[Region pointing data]
━━━━━━━━━━

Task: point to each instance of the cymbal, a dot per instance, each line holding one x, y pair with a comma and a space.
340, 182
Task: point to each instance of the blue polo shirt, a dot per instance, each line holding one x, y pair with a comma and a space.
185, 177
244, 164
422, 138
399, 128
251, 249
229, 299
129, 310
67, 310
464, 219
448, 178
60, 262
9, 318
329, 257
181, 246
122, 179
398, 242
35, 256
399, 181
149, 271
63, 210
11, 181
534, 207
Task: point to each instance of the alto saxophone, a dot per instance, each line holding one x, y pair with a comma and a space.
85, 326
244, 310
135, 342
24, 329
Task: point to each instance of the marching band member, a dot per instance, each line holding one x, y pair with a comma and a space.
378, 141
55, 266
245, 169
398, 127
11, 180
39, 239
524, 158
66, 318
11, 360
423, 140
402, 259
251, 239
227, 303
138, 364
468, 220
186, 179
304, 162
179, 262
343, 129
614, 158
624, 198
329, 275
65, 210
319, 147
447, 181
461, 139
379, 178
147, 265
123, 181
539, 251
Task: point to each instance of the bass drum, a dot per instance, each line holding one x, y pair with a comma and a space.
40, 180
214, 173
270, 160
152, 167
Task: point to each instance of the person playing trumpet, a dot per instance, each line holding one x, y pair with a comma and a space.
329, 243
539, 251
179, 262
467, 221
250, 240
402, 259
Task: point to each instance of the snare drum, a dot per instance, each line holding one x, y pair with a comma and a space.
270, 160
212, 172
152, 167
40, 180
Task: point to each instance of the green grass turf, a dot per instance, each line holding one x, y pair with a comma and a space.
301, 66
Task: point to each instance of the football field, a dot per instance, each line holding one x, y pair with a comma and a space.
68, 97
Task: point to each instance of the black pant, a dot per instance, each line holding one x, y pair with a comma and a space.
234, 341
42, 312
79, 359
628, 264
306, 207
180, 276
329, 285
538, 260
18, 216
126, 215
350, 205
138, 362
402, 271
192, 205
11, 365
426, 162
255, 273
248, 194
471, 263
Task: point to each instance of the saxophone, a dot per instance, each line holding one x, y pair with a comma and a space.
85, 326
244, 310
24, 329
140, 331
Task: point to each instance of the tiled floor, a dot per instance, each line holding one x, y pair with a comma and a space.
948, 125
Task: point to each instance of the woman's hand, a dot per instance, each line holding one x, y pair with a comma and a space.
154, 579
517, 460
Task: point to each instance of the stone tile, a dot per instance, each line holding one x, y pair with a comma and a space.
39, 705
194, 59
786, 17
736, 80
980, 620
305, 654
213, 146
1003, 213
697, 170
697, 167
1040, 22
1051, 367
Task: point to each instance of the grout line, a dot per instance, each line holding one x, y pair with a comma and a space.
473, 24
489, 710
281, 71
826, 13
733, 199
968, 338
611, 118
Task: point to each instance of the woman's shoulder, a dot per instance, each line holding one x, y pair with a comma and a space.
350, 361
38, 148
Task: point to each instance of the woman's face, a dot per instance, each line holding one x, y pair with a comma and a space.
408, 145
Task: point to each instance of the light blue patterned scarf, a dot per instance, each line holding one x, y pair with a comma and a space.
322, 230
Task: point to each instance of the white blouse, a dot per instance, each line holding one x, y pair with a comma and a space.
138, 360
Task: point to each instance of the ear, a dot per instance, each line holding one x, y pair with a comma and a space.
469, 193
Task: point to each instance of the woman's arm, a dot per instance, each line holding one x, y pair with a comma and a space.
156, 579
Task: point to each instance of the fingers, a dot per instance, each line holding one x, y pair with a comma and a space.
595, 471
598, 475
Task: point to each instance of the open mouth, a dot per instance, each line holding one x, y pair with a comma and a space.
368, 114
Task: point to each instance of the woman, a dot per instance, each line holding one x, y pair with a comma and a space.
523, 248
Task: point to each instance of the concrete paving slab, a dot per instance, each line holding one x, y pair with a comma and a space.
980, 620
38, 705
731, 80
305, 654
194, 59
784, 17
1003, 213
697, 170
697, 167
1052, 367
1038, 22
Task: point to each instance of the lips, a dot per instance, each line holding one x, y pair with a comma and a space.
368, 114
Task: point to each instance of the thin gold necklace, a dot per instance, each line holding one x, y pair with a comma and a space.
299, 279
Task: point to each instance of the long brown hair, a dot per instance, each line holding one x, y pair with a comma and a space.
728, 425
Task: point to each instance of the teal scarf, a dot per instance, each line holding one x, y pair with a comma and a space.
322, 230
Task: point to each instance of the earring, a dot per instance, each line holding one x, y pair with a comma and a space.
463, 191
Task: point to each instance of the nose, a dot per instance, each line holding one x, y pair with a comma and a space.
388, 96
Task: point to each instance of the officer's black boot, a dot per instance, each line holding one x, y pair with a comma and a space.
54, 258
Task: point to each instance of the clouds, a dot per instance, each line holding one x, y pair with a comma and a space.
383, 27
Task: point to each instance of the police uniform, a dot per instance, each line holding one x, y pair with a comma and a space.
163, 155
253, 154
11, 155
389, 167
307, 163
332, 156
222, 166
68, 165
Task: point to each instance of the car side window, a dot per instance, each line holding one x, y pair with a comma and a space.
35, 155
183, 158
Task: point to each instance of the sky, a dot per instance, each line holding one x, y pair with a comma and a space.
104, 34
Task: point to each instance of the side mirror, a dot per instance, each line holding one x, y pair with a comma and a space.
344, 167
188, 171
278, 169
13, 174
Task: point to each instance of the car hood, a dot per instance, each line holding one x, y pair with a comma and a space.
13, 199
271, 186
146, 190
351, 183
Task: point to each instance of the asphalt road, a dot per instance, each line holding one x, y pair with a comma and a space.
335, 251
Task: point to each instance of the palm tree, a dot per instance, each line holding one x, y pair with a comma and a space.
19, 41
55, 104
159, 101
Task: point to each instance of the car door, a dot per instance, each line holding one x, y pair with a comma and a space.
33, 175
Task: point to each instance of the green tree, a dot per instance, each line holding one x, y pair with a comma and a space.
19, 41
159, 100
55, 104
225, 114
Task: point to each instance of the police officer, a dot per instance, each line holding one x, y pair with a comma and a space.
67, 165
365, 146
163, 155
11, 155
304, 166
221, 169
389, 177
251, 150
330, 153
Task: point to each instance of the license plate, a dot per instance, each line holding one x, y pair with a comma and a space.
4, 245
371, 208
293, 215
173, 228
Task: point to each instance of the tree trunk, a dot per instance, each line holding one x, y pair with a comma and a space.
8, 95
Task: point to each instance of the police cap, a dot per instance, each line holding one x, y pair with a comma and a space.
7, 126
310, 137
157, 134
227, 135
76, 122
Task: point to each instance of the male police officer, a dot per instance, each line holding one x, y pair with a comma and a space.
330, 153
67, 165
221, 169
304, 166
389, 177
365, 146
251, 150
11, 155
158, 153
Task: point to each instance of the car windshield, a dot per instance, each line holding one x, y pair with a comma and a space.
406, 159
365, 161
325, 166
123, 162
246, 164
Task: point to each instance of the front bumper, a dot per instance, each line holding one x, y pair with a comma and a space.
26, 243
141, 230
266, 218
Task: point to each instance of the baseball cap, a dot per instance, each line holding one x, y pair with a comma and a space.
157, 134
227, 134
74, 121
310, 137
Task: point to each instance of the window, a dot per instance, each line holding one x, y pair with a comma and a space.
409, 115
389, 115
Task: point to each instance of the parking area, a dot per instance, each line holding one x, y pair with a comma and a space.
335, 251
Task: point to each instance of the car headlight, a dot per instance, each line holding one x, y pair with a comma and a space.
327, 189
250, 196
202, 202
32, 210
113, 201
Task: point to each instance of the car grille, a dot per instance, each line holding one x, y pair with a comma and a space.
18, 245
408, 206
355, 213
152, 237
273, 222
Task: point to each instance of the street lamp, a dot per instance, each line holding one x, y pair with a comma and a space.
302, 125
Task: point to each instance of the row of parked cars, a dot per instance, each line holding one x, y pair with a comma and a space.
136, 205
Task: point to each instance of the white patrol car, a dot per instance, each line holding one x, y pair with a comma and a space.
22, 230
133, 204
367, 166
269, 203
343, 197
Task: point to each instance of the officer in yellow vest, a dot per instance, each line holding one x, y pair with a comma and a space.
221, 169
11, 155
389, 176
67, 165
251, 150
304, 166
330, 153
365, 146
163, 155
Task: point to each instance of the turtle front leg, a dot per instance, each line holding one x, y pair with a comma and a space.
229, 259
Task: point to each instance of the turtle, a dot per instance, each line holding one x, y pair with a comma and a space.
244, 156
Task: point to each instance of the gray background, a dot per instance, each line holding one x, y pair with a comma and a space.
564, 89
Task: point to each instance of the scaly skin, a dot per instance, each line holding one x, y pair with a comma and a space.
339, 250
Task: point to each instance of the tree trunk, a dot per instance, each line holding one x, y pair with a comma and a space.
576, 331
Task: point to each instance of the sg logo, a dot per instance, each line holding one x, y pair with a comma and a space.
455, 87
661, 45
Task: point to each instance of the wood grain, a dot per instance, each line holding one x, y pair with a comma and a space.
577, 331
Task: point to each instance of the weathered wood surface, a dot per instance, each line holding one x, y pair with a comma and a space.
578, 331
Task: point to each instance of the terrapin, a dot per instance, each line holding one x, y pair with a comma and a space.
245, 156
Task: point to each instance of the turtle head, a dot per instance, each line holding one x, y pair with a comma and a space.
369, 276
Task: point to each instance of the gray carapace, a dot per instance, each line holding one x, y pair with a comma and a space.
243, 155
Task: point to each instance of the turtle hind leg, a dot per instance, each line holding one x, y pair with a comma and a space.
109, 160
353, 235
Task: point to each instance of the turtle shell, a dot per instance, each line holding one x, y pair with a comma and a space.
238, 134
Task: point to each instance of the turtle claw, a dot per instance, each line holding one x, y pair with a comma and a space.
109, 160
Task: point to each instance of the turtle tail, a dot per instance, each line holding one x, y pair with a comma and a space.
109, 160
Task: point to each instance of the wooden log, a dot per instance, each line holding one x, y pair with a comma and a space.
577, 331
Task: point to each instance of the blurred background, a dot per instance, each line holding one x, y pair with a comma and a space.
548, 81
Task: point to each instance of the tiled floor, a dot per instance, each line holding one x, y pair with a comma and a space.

━━━━━━━━━━

Each line from the one containing "Task: point to each instance of the blurred" to the end of the entries above should be copied exactly, and no other line.

» Written reply:
Task: point to each instance of the blurred background, a dot per instance, each line holding one x, y pair with a comma and a space.
548, 81
Task: point to each instance of the tiled floor, a dot per instance, each line holding one x, y pair with a comma and a space.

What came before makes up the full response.